The problem
Copy each of the lines below word for word, with no changes.

Dataset content
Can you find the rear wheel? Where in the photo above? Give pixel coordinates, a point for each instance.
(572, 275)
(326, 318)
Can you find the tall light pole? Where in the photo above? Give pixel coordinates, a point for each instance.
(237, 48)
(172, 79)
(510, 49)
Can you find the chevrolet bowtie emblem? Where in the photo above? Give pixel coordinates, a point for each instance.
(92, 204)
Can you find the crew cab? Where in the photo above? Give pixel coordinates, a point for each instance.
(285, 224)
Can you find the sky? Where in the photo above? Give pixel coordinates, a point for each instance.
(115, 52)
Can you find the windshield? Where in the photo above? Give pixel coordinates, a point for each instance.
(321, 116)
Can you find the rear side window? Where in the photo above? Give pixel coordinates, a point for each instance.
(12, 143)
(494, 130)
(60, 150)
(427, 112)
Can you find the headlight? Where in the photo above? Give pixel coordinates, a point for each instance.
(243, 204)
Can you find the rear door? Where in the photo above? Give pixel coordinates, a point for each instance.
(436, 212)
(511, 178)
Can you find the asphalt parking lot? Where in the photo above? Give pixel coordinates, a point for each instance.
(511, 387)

Written answer
Can you find the rear wheel? Where in the photo above? Give pixel coordinates, a point for each instance.
(572, 275)
(326, 318)
Can you find the tall light pole? Where in the photo above? Give pixel coordinates, a point for each instance.
(237, 48)
(172, 79)
(510, 49)
Can you find the chevrolet bowtie emblem? Where in the photo above? Give pixel coordinates, a point for each instance.
(92, 204)
Can you find the crew cab? Where in the photo above? Give pixel coordinates, a point for each instance.
(285, 224)
Can you find the sky? Where in the photo above? Give pixel coordinates, a point for each instance.
(115, 52)
Can you find the windshield? Where in the photo above? Give pixel coordinates, a point for each instance.
(321, 116)
Can you find the rear side window? Where in the photo above? Give pixel coordinates, a point for each instance.
(12, 143)
(494, 130)
(60, 150)
(427, 112)
Can you find the headlight? Where in the photo above? Give pixel coordinates, a point for each instance.
(243, 204)
Can you find the rear door? Where in the photo above? Give pixel coordinates, a point for each instance.
(436, 212)
(511, 178)
Can you find the asphalt parking lot? Where in the photo above? Give pixel coordinates, a point for each instance.
(511, 387)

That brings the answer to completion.